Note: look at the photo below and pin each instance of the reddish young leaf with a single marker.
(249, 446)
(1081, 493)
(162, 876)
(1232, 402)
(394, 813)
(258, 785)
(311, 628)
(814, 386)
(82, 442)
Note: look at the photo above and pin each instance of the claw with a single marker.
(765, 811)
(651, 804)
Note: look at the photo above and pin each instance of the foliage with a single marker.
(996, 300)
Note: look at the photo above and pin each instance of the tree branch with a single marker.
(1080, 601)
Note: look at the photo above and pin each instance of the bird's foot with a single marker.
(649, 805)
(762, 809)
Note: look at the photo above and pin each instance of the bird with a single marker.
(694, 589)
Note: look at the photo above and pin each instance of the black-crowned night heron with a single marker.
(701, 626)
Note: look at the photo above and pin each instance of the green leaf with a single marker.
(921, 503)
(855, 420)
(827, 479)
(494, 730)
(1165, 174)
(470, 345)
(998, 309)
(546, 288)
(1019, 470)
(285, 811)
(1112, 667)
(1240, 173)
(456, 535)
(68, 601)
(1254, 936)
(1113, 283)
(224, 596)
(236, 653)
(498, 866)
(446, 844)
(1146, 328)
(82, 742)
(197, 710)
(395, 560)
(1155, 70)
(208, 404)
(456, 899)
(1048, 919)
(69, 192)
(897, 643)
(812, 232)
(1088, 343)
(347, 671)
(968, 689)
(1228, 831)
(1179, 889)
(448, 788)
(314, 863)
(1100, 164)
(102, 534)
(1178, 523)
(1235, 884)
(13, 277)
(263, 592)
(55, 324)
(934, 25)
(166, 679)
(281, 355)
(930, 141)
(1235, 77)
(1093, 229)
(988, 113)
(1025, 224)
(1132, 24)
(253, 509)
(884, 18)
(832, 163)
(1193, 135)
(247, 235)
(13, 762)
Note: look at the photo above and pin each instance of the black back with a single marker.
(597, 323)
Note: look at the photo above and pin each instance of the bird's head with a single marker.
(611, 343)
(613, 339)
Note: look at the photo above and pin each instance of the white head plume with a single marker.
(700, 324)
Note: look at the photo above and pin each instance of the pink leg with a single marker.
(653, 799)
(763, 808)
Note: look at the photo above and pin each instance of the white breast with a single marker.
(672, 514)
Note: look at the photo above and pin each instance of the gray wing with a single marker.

⁂

TASK GOAL
Take the entries and copy them out exactly.

RESPONSE TO THE TASK
Note: look at the photo below and pin each instance of the reddish young leaf with a single marker.
(249, 446)
(1081, 493)
(162, 876)
(1232, 402)
(394, 813)
(258, 785)
(311, 628)
(814, 386)
(82, 442)
Note: look at the photo above and pin each instance of the claw with a single marker.
(765, 811)
(651, 804)
Note: look at the photo above and pin each instance of the foliage with a single marker.
(996, 300)
Note: look at the photo above and pin each instance of the tree branch with a single marker.
(1080, 601)
Note: look at the photo above and pin each instance of the bird's foot with a single marker.
(649, 805)
(762, 809)
Note: look at the photo above and pin each instance of the bird with a single marker.
(694, 589)
Note: look at the photo above and pin each instance of the black-crowned night heron with a single marker.
(701, 626)
Note: look at the photo above and pin each instance of the green leaf with a single marker.
(921, 503)
(855, 420)
(827, 479)
(494, 730)
(1165, 174)
(470, 345)
(998, 309)
(546, 288)
(1019, 470)
(285, 811)
(1112, 667)
(1240, 173)
(456, 535)
(68, 601)
(1254, 936)
(1113, 283)
(224, 596)
(236, 653)
(498, 866)
(446, 844)
(1146, 328)
(82, 742)
(197, 710)
(395, 560)
(1155, 70)
(208, 404)
(456, 899)
(1048, 919)
(69, 192)
(897, 643)
(812, 232)
(1088, 343)
(347, 671)
(968, 689)
(1228, 831)
(1179, 889)
(448, 788)
(314, 863)
(1100, 164)
(102, 534)
(1178, 523)
(1235, 884)
(13, 277)
(263, 592)
(55, 324)
(934, 25)
(166, 679)
(281, 355)
(930, 141)
(1235, 77)
(1093, 229)
(988, 113)
(1025, 224)
(1132, 24)
(253, 509)
(884, 18)
(832, 163)
(1193, 135)
(247, 235)
(13, 762)
Note: look at the photo above and pin each instance of the black back with a single marker.
(597, 323)
Note: look at the photo above and pin each instance of the bird's head with a single marker.
(611, 343)
(613, 339)
Note: look at the photo above and pin each instance of the white head plume with a single marker.
(700, 324)
Note: look at the photo above and pin each instance of the pink leg with a single marker.
(653, 799)
(763, 808)
Note: look at the photo above and pin each instance of the white breast with a single marker.
(672, 514)
Note: look at the photo above and pin each instance of the gray wing with a single marker.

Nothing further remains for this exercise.